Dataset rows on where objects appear
## START
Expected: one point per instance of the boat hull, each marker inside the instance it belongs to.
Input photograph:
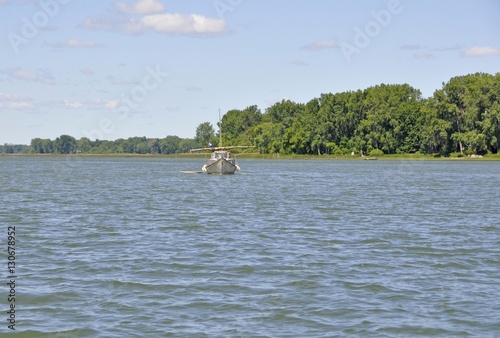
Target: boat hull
(220, 167)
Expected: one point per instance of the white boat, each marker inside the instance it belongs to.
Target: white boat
(220, 163)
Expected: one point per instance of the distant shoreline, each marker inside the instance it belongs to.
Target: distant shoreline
(257, 156)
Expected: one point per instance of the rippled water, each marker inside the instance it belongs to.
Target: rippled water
(129, 247)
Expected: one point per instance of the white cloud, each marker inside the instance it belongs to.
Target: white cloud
(320, 45)
(74, 105)
(42, 75)
(423, 55)
(180, 24)
(142, 7)
(74, 43)
(410, 47)
(88, 72)
(11, 101)
(481, 51)
(165, 23)
(299, 63)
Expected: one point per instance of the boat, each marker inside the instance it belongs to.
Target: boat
(220, 162)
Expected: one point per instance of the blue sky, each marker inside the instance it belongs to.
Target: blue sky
(116, 69)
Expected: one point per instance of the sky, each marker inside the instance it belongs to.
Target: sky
(107, 69)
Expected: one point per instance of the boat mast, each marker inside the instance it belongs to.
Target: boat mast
(220, 130)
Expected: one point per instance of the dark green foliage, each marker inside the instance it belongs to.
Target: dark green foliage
(461, 118)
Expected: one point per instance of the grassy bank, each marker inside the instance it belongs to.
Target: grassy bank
(394, 157)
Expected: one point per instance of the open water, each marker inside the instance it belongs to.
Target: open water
(129, 247)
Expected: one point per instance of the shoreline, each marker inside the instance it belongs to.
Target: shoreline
(258, 156)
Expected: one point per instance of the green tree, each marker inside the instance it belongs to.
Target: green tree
(65, 144)
(204, 134)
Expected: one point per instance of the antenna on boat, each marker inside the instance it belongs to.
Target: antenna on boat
(220, 130)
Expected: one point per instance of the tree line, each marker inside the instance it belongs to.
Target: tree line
(463, 117)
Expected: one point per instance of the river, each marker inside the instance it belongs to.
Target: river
(130, 247)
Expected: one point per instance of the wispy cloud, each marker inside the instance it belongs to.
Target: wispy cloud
(141, 7)
(74, 43)
(191, 88)
(450, 48)
(87, 72)
(320, 45)
(153, 19)
(481, 51)
(410, 47)
(299, 63)
(423, 55)
(15, 102)
(41, 75)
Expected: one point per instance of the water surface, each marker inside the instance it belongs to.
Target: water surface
(129, 247)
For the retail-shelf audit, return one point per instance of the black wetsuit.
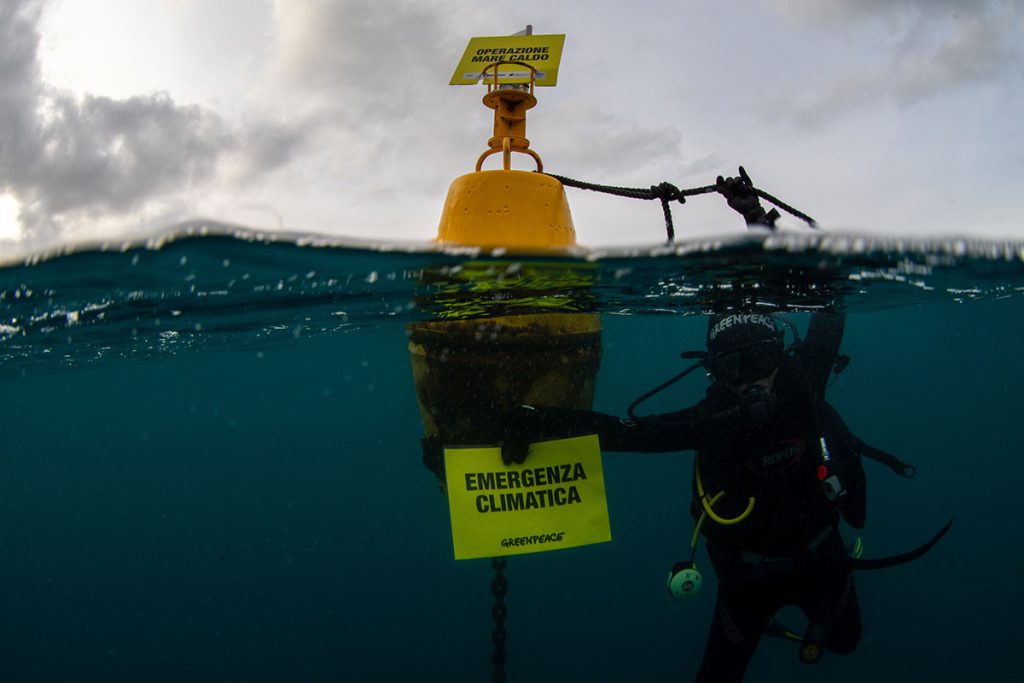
(788, 550)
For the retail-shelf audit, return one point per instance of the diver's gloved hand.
(741, 197)
(517, 432)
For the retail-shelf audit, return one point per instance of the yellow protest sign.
(554, 500)
(542, 52)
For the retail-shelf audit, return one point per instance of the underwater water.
(212, 462)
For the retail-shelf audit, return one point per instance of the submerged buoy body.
(469, 375)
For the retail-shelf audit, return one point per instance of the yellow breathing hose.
(707, 505)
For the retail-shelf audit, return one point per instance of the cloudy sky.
(121, 117)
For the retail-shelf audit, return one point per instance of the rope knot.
(667, 193)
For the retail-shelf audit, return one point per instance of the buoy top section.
(508, 208)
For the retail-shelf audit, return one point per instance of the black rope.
(499, 587)
(739, 193)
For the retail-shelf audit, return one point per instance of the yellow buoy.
(471, 368)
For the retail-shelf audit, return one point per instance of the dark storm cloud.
(68, 157)
(934, 46)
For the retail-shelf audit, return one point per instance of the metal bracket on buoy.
(510, 102)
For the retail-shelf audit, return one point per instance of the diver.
(775, 470)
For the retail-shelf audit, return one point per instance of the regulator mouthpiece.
(684, 580)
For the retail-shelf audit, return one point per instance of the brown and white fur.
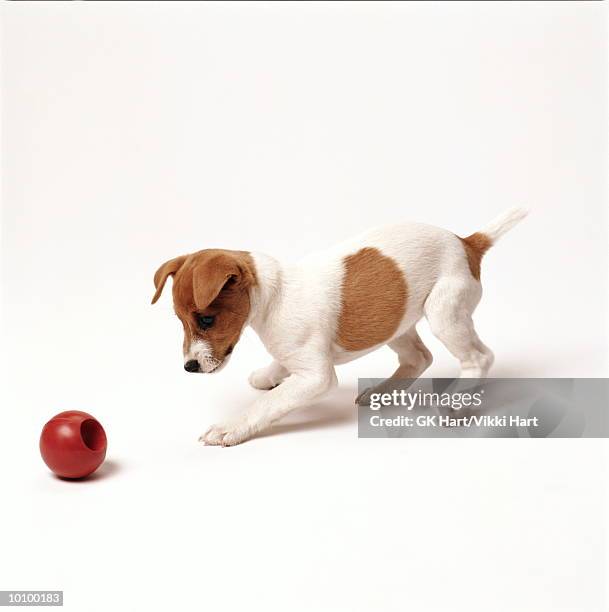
(331, 308)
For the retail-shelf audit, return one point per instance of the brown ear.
(209, 278)
(169, 268)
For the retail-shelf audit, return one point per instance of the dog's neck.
(265, 294)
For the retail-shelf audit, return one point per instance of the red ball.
(73, 444)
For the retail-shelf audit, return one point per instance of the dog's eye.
(205, 321)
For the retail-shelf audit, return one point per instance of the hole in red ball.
(92, 434)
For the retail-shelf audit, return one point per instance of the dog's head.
(211, 296)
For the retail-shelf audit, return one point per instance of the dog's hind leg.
(414, 358)
(449, 309)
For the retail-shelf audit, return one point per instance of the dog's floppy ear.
(169, 268)
(211, 277)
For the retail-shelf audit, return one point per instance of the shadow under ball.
(73, 444)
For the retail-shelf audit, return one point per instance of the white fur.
(201, 351)
(295, 309)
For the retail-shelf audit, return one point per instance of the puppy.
(330, 308)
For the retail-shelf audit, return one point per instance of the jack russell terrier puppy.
(330, 308)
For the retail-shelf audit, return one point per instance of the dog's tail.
(503, 223)
(480, 242)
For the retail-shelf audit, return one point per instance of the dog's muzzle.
(192, 365)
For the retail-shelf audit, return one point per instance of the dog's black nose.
(192, 366)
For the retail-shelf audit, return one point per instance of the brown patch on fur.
(211, 282)
(374, 295)
(475, 247)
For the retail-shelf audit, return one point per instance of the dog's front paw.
(227, 434)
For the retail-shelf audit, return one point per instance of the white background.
(135, 132)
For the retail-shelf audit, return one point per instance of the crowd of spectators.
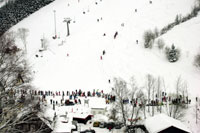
(16, 10)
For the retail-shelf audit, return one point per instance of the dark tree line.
(14, 11)
(16, 99)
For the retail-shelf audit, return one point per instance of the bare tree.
(159, 94)
(176, 108)
(134, 96)
(23, 33)
(150, 90)
(15, 85)
(121, 91)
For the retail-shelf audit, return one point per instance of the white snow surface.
(164, 123)
(83, 69)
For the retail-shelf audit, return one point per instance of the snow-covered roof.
(163, 122)
(81, 115)
(97, 103)
(63, 127)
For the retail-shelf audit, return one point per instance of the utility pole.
(67, 20)
(55, 23)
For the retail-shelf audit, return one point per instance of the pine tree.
(173, 54)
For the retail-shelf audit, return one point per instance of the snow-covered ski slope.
(83, 69)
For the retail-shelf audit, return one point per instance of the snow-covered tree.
(148, 39)
(15, 85)
(173, 54)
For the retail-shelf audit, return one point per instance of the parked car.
(118, 125)
(110, 125)
(96, 124)
(88, 131)
(102, 124)
(130, 129)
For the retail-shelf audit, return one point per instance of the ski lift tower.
(54, 11)
(67, 20)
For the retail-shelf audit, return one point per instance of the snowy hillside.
(74, 62)
(124, 58)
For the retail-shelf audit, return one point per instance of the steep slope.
(83, 69)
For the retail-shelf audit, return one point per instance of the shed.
(162, 123)
(82, 118)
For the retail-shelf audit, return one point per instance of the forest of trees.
(14, 11)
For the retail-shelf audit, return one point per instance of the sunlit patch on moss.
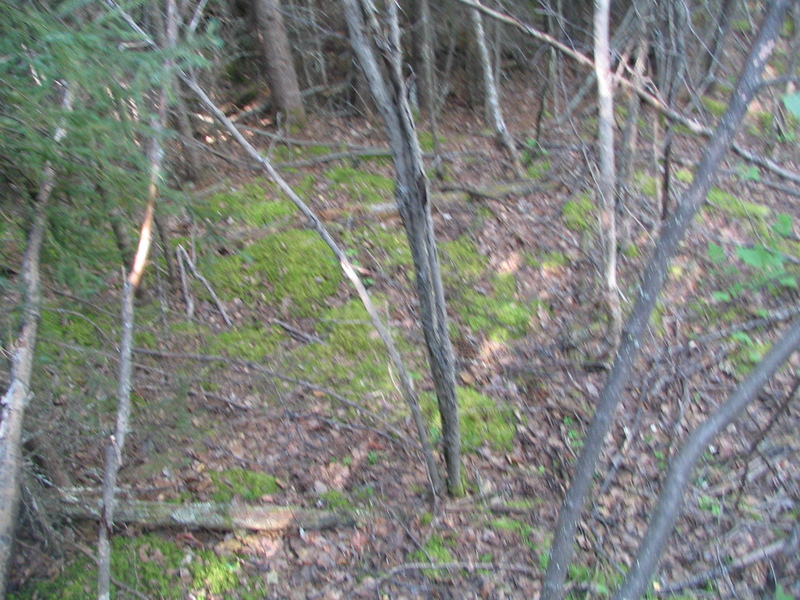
## END
• _SHORT EXERCISE_:
Can you edit all of the data above so that each "one point per instance" becomes "a single point per instance", with everything else left unchanged and the pictures omitted?

• _SOLUTION FOR THIS PROBLEM_:
Expected: a single point per instance of the boat hull, each marker inside the instance it belongs to.
Input photograph:
Target: boat hull
(220, 167)
Expected: a single point per instance of the white boat, each marker inside the instance it belongs to.
Target: white boat
(220, 163)
Expected: a single point per instance of the distant shoreline, each marker inside the instance it belongs to.
Target: distant shoreline
(257, 156)
Expected: a single point per instance of the rippled water, each marker inside the instance it belongs to.
Target: rippled water
(129, 247)
Expected: a single point per instance of the white cloud, each marker inside the instance it belongs to.
Target: white cloud
(320, 45)
(74, 105)
(42, 75)
(423, 55)
(180, 24)
(142, 7)
(74, 43)
(410, 47)
(88, 72)
(11, 101)
(481, 51)
(165, 23)
(299, 63)
Expected: a single point per instance of the boat, each marker inside the instance it belongs to.
Target: boat
(220, 162)
Expected: a single point per instance of the blue sky, each marker inside the instance it belongs to.
Target: blue sky
(116, 69)
Expected: a single point per instance of the sky, each marker inside the instance it belongs to.
Target: sky
(107, 69)
Expected: a single point per instance of the boat mast, each marker inside the instance it belongs to.
Target: boat mast
(220, 130)
Expected: a single point per instance of the dark green foliage, each marker inside the instance it belongs to.
Target: dark green foliage
(461, 118)
Expected: a single point per instance of the grassy bank, each marker inside the instance it belongs to.
Target: grassy bank
(394, 157)
Expected: a single point per instance of the open water, each marker inside the instance it belongs to.
Target: open water
(129, 247)
Expected: a single point per instance of the shoreline, each marker inside the instance it belongs to.
Target: shoreline
(258, 156)
Expected: a single point per instance of the green tree, each marker inside the instance it belongs to.
Target: green tree
(65, 144)
(204, 134)
Expected: a single point per instance of the antenna on boat, each marker inside the instance it belongs to.
Target: antenna on boat
(220, 130)
Expected: a single point per instance of the tree line, each marker inside the instance it belongs to.
Target: tree line
(463, 117)
Expected: a single point per instance of the river, each marker inside the instance it belongs to.
Target: river
(130, 247)
Expected: a single point per instance of the wispy cloud, each marker inside the instance it belongs to.
Target: wispy cloud
(141, 7)
(74, 43)
(191, 88)
(450, 48)
(87, 72)
(320, 45)
(153, 19)
(481, 51)
(410, 47)
(299, 63)
(423, 55)
(15, 102)
(41, 75)
Expected: a single point per instance of the water surface, each marker inside the instance it belongs to.
Target: water surface
(129, 247)
For the retail-shelf audit, return a single point per instance of the black wetsuit.
(788, 550)
For the retail-shelf audit, return a single point per instance of the diver's gloved hand.
(741, 197)
(517, 432)
For the retail-shelf audit, return a single point per instance of the yellow protest sign.
(554, 500)
(542, 52)
For the retail-shelf audit, return a single point per instance of the underwater water.
(212, 462)
For the retail-shelf audit, return a single point per instance of the submerged buoy body.
(469, 375)
For the retail-shelf audit, return a single point per instance of the yellow breathing hose.
(707, 505)
For the retail-shelf audit, return a single point per instance of the cloudy sky.
(121, 117)
For the retail-shelf audit, return a single point per instance of the rope knot.
(667, 193)
For the retail-shelf audit, return a single point per instance of the buoy top section.
(508, 208)
For the retail-shelf audit, return a single point per instance of the black rope.
(499, 587)
(739, 193)
For the retail-shelf audit, return a single point per instance of the yellow buoy.
(471, 368)
For the retail-shelf audit, return a single point per instance of the dark storm cloud.
(68, 157)
(934, 46)
For the retail-shelf audit, return a single point per instance of the metal bracket on buoy.
(510, 102)
For the retail-shelf audit, return a single point per instance of the diver.
(775, 470)
For the retail-shelf audit, return a single point per instance of the regulator mouthpiece.
(684, 580)
For the retail-shelf audit, return a single point per instance of the brown and white fur.
(331, 308)
For the retail-shelf audit, return a single point per instance of the brown ear.
(209, 278)
(169, 268)
For the retail-shelf audit, return a single point per instance of the dog's neck.
(265, 294)
For the retail-shelf audit, return a single point per instance of the red ball.
(73, 444)
For the retail-shelf audit, return a single point per instance of the dog's eye.
(205, 321)
For the retail-shelf audit, return a single point per instance of the hole in red ball.
(92, 434)
For the retail-shelf audit, return a single point per instance of the dog's head.
(211, 296)
For the retail-shelf audit, return a single point per instance of the dog's hind leg.
(414, 358)
(449, 309)
For the retail-shelf audit, return a single point per instance of the dog's floppy ear.
(169, 268)
(211, 277)
For the retail-shelf audit, return a single point per instance of the shadow under ball.
(73, 444)
For the retail-shelf audit, return a single point per instance of the white fur.
(201, 351)
(295, 309)
For the retail-shelf audit, return a single point per instance of the puppy.
(330, 308)
For the retail-shelf audit, return a single point per instance of the jack russell terrier puppy.
(330, 308)
For the retail-shelf audit, return a single point per instance of the dog's tail.
(503, 223)
(480, 242)
For the retail-shelf audit, return a single point per instance of the dog's muzzle.
(192, 365)
For the retail-shelf audit, return a single point per instance of the dog's black nose.
(192, 366)
For the retail-shelf audit, return a single point per instance of the brown patch on fur.
(211, 282)
(374, 295)
(475, 247)
For the retail-shelf audit, return a single point per instance of the dog's front paw.
(227, 434)
For the retail-shelf audit, return a single point per instance of the white background.
(135, 132)
For the retail-shelf audit, return a single point per instance of the crowd of spectators.
(16, 10)
For the retail-shelf audit, return a single point per instance of the dark tree line.
(14, 11)
(16, 99)
For the retail-shelf audit, return a single point per instance of the bare tree.
(159, 94)
(176, 108)
(134, 96)
(23, 33)
(150, 90)
(15, 85)
(121, 91)
For the retail-shelf audit, return a single point per instance of the white snow surface.
(164, 123)
(83, 69)
For the retail-shelf audit, return a single point per instance of the snow-covered roof.
(163, 122)
(81, 115)
(97, 103)
(63, 127)
For the retail-shelf audit, return a single point per instance of the utility pole.
(67, 20)
(55, 23)
For the retail-shelf audit, return a single point per instance of the pine tree.
(173, 54)
For the retail-shelf audit, return a single point per instance of the snow-covered ski slope.
(83, 69)
For the retail-shelf audit, return a single point per instance of the snow-covered tree.
(148, 39)
(15, 85)
(173, 54)
For the retail-shelf audit, return a single point per instance of the parked car.
(118, 125)
(110, 125)
(96, 124)
(88, 131)
(102, 124)
(130, 129)
For the retail-shelf audit, return a single point per instance of the ski lift tower.
(54, 11)
(67, 20)
For the retail-shelf audit, return a single point per instance of the snowy hillside.
(74, 62)
(124, 58)
For the retail-shelf audit, return a single point per instance of the steep slope.
(83, 69)
For the retail-shelf audit, return a single point per instance of the shed.
(162, 123)
(82, 118)
For the retail-shelf audit, return a single point per instance of the forest of trees.
(14, 11)
For the retail-shelf audit, return a single point per instance of the sunlit patch on moss.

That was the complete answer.